-- Consigne donnée 1 --
Repère dans les entrées chaque ligne où figure le mot « grey » et recopie-la. Tiens compte des majuscules et des minuscules.

-------- Extrait du texte --------

Être privés des lieux où la culture se partage, où l’art s’exprime, a révélé un manque évident. Ces lieux, dans toute leur diversité, ont été fermés trop longtemps en
comparaison d’autres lieux dédiés au commerce. Il aurait fallu les rouvrir plus tôt, car en matière d’organisation et de suivi des protocoles, nous pouvions faire entièrement confiance aux professionnels de la culture. Économiquement, la crise et les trop longues périodes de fermeture les ont affaiblis, toutes structures confondues. Cela a également engendré un éloignement du public. Le gouvernement a déployé des moyens importants pour la culture dans le contexte de la pandémie, mais il n’a pris aucune mesure d’envergure pour le maintien du lien avec le public. Les collectivités ont apporté un soutien financier indispensable aux acteurs culturels en se faisant le relais de l’Etat, mais toutes les structures, et notamment les théâtres privés, n’ont pas pu bénéficier des aides du ministère. Il faudrait renforcer le soutien aux petites et moyennes structures, aux lieux culturels où les Français peuvent exprimer leurs pratiques artistiques et exercer leurs droits culturels. Il nous semble urgent et essentiel d’être attentifs à un rééquilibrage de l’action de l’Etat entre l’Ile-de-France et les autres régions, et d’avoir une attention particulière aux lieux moins institutionnels, ceux qui permettent de se rencontrer et de partager la culture.
Malgré les moyens financiers importants déployés, la seule mesure nouvelle d’Emmanuel Macron restera le pass culture, c'est-à-dire la distribution d’un chèque de 300 euros aux jeunes de 18 ans. Une mesure purement consumériste, bénéficiant surtout à des produits commerciaux (pour 50%, c'est une subvention à l'achat de mangas et aux blockbusters), loin de l'idée qu’on peut se faire d’un service public de la culture. Ce pass apporte certes un certain nombre d’informations et un crédit aux jeunes, mais il ne peut pas être l’unique porte d’entrée vers un parcours d’éducation artistique et culturel. La nécessité de toucher tous les jeunes dans leur diversité et d'ouvrir leur regard vers la culture reste entière.
Quel est votre projet pour la culture ? Quels seront vos objectifs et avec quels moyens entendez-vous les atteindre ?
Nous avons besoin d’un secteur culturel fort et actif pour réparer les liens qui se sont distendus.”

-------- Données fournies --------

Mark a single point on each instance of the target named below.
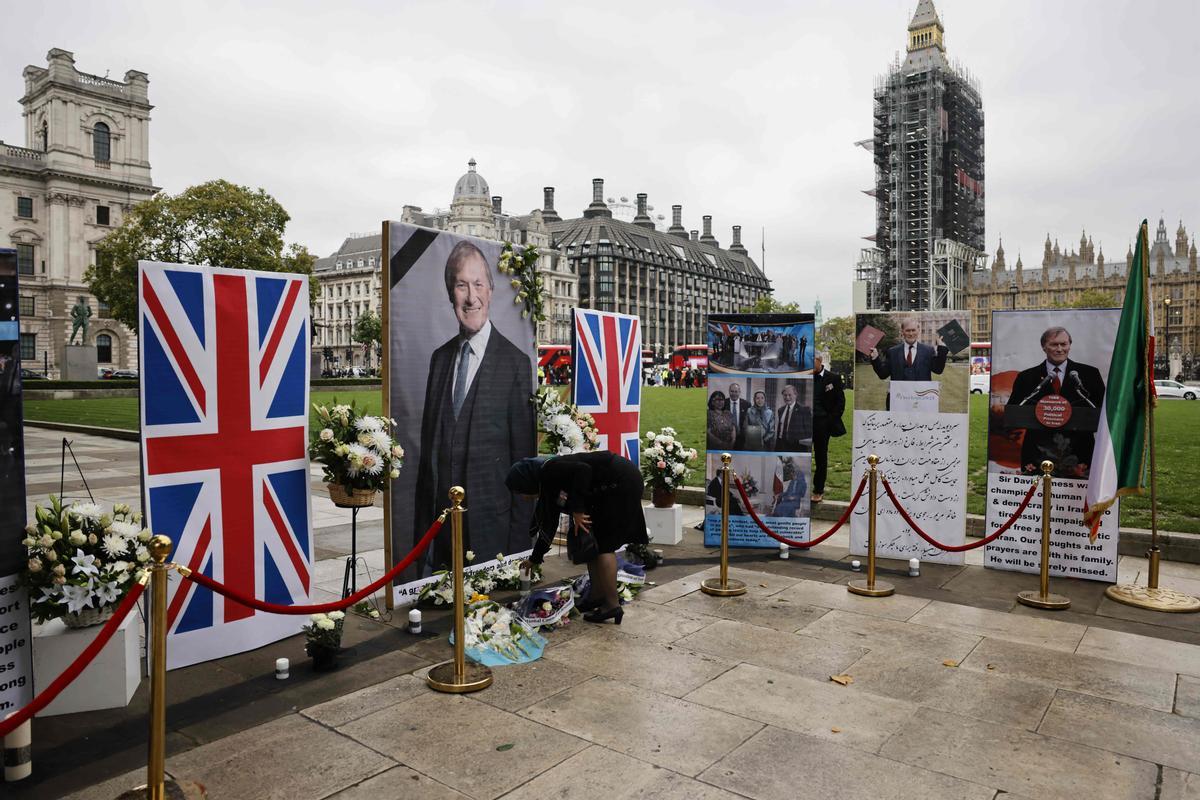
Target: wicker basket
(88, 617)
(352, 499)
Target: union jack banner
(225, 431)
(609, 377)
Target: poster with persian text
(911, 391)
(1049, 372)
(760, 410)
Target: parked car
(1175, 389)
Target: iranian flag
(1119, 462)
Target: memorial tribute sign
(911, 384)
(16, 635)
(607, 356)
(760, 409)
(225, 434)
(1049, 378)
(460, 374)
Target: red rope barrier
(319, 608)
(850, 509)
(47, 695)
(958, 548)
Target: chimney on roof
(643, 218)
(598, 208)
(677, 222)
(736, 247)
(547, 205)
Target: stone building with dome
(351, 278)
(1063, 275)
(85, 163)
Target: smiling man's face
(472, 294)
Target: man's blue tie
(460, 382)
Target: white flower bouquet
(665, 461)
(82, 558)
(359, 451)
(567, 429)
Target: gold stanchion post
(723, 587)
(459, 677)
(1042, 597)
(871, 588)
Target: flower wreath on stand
(82, 560)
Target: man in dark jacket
(828, 404)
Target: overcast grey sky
(346, 112)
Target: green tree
(215, 223)
(367, 329)
(768, 305)
(837, 335)
(1090, 299)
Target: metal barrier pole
(723, 587)
(459, 677)
(1042, 597)
(870, 588)
(156, 765)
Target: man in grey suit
(478, 420)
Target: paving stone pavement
(695, 697)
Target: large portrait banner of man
(460, 379)
(911, 391)
(1049, 373)
(760, 409)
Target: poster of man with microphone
(1049, 373)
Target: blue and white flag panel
(225, 431)
(607, 358)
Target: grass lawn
(1179, 452)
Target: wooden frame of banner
(384, 388)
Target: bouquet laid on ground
(496, 636)
(324, 631)
(357, 450)
(665, 461)
(567, 429)
(546, 608)
(82, 560)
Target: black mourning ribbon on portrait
(409, 252)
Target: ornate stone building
(351, 277)
(671, 280)
(1065, 275)
(84, 166)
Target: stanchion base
(1033, 599)
(881, 589)
(172, 791)
(475, 677)
(1156, 600)
(731, 589)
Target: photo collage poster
(760, 410)
(447, 299)
(911, 391)
(16, 630)
(1049, 372)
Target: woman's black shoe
(613, 613)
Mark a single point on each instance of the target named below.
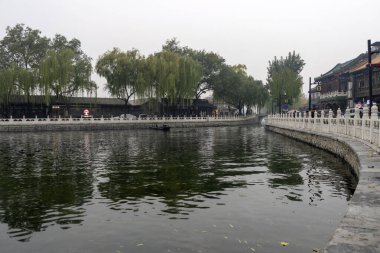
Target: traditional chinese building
(346, 85)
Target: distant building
(19, 106)
(346, 85)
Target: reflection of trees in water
(41, 184)
(289, 159)
(181, 168)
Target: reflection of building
(19, 106)
(347, 83)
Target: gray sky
(250, 32)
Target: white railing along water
(365, 127)
(114, 120)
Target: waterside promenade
(69, 124)
(357, 140)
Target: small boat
(163, 127)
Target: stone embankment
(91, 124)
(359, 230)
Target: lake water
(227, 189)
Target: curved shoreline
(26, 125)
(359, 230)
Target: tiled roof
(363, 63)
(342, 67)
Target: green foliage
(124, 72)
(174, 76)
(238, 89)
(23, 47)
(210, 62)
(284, 77)
(55, 66)
(8, 80)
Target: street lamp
(370, 52)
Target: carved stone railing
(358, 126)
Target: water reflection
(54, 179)
(41, 185)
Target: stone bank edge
(143, 124)
(359, 230)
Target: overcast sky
(250, 32)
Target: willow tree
(285, 85)
(8, 80)
(124, 72)
(284, 80)
(210, 63)
(175, 77)
(23, 47)
(63, 75)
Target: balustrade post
(364, 120)
(374, 117)
(330, 119)
(356, 118)
(347, 118)
(338, 116)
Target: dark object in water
(163, 127)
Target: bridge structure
(357, 140)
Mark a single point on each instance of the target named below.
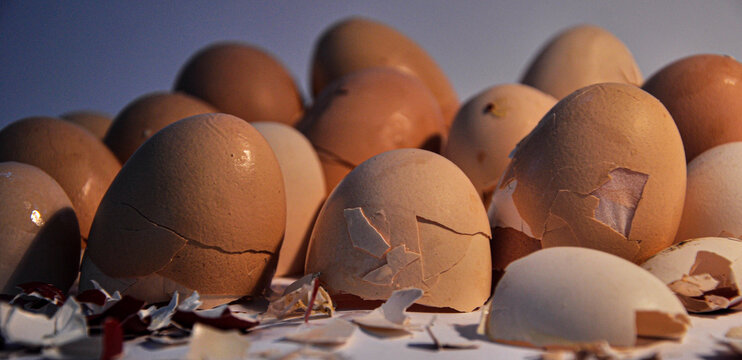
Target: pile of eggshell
(601, 207)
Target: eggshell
(702, 93)
(488, 127)
(305, 191)
(570, 296)
(688, 266)
(39, 234)
(603, 169)
(367, 113)
(712, 199)
(93, 121)
(580, 56)
(201, 204)
(244, 81)
(79, 162)
(358, 43)
(147, 115)
(404, 218)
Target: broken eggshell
(570, 297)
(704, 273)
(404, 218)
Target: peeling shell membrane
(570, 297)
(704, 273)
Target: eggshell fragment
(404, 218)
(200, 204)
(79, 162)
(305, 191)
(358, 43)
(487, 128)
(704, 273)
(569, 297)
(578, 57)
(39, 234)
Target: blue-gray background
(60, 56)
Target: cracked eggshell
(712, 206)
(244, 81)
(604, 169)
(367, 113)
(570, 296)
(358, 43)
(721, 258)
(201, 203)
(404, 218)
(79, 162)
(702, 93)
(578, 57)
(147, 115)
(305, 191)
(488, 127)
(39, 234)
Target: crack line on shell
(195, 242)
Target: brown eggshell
(39, 234)
(147, 115)
(702, 93)
(358, 43)
(244, 81)
(79, 162)
(305, 191)
(404, 218)
(581, 56)
(603, 169)
(488, 127)
(367, 113)
(201, 204)
(93, 121)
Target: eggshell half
(570, 296)
(404, 218)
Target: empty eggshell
(200, 205)
(244, 81)
(358, 43)
(702, 93)
(39, 234)
(571, 297)
(305, 191)
(404, 218)
(704, 273)
(79, 162)
(581, 56)
(712, 206)
(147, 115)
(488, 127)
(369, 112)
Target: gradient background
(61, 56)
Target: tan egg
(488, 127)
(79, 162)
(145, 116)
(305, 191)
(702, 93)
(581, 56)
(604, 169)
(39, 234)
(358, 43)
(404, 218)
(93, 121)
(574, 297)
(367, 113)
(712, 206)
(704, 273)
(200, 206)
(244, 81)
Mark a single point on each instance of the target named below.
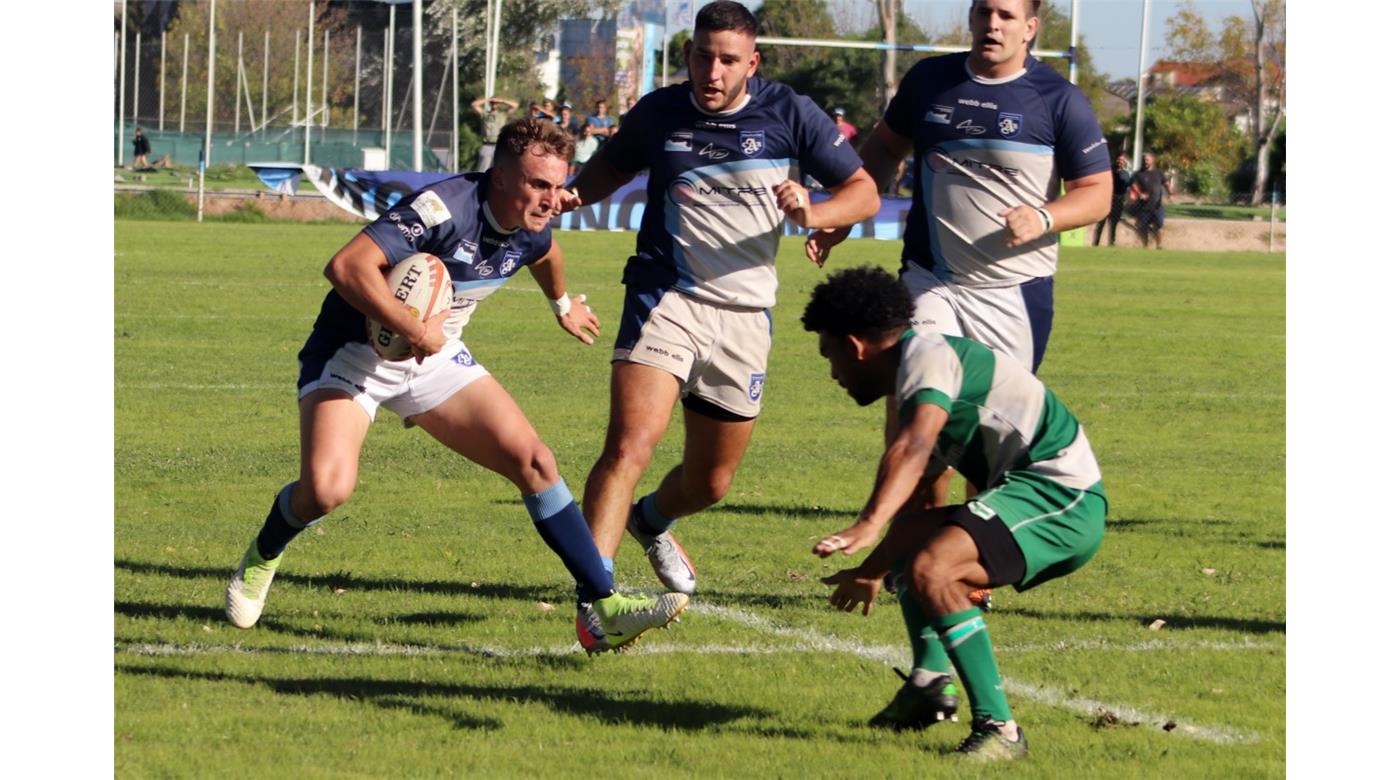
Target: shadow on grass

--------

-- Consigne donnée 2 --
Relève tous les nombres présents dans le texte sur la politique culturelle.

-- Réponse finale 1 --
Target: overcast grey sky
Target: man in grey suit

-- Réponse finale 2 --
- 300 (euros)
- 18 (ans)
- 50 %